**Problem requirements**
The line containing "Target: man's neck" marks where copying starts, so set down that line and each one after it exactly, through the end of the records.

Collected data
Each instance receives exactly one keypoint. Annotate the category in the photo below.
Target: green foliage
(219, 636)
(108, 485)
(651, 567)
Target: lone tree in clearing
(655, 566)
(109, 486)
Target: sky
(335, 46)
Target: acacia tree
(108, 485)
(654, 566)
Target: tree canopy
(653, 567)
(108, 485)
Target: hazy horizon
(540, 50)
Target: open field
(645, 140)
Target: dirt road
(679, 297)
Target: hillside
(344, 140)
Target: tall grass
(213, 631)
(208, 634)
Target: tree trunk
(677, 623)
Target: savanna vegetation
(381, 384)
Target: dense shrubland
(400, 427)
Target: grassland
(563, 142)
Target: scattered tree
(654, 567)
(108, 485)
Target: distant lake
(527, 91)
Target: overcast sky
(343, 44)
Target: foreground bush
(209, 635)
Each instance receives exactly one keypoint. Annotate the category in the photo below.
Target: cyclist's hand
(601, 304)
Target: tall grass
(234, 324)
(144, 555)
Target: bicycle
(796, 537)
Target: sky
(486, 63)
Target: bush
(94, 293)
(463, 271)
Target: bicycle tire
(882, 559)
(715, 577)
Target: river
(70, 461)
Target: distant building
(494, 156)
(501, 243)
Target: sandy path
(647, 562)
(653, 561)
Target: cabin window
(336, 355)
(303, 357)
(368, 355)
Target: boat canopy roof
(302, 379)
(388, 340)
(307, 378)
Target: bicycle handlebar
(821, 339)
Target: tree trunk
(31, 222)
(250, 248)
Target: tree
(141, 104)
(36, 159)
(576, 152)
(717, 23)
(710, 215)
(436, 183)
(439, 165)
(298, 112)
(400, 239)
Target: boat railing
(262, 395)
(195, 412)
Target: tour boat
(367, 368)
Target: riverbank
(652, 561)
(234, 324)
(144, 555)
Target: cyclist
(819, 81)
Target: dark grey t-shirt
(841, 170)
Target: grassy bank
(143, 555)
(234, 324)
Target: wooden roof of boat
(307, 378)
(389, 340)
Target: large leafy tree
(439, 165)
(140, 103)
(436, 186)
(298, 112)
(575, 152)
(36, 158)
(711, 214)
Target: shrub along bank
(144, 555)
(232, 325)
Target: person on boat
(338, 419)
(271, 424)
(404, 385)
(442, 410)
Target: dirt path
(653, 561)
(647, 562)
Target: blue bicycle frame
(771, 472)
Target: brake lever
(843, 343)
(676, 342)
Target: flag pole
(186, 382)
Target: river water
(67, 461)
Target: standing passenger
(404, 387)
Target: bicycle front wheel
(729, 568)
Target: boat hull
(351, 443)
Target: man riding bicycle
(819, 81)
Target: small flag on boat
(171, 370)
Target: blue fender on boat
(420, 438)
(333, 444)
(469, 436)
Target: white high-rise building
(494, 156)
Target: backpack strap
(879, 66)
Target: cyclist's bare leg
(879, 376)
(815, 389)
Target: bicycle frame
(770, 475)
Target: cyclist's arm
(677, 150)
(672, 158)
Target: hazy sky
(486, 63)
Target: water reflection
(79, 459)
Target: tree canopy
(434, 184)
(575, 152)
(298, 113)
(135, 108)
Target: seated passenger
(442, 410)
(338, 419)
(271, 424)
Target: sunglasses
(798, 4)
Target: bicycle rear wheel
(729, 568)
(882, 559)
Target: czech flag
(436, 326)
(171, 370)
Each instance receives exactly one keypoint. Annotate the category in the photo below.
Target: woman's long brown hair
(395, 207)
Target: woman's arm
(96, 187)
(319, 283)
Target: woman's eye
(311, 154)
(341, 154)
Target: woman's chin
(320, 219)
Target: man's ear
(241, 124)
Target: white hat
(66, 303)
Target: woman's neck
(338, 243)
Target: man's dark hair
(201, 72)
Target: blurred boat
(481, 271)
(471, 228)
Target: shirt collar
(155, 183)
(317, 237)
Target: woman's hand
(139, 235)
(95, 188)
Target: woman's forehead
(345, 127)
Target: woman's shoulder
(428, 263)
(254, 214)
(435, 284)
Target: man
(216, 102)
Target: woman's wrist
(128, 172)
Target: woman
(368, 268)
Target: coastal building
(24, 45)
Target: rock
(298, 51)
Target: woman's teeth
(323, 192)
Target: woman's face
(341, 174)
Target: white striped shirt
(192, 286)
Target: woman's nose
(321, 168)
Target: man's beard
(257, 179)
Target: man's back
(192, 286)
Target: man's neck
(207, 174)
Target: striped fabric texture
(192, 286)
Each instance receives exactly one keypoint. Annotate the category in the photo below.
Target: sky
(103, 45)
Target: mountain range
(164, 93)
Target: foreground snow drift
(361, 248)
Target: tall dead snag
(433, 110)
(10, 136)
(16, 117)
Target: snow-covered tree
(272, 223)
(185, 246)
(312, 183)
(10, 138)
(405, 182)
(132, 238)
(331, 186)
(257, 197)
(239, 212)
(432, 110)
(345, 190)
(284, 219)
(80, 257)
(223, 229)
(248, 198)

**Answer box**
Target: man's neck
(207, 174)
Target: striped fabric texture
(192, 286)
Each instance receives exactly one keypoint. Annotate the category in the photo below.
Target: sky
(103, 45)
Target: mountain range
(164, 93)
Target: foreground snow drift
(361, 248)
Target: tall dead snag
(433, 110)
(10, 136)
(16, 117)
Target: snow-covered tree
(272, 223)
(185, 246)
(312, 183)
(10, 138)
(405, 182)
(132, 238)
(331, 186)
(257, 197)
(239, 212)
(432, 110)
(345, 190)
(284, 219)
(80, 257)
(223, 229)
(248, 198)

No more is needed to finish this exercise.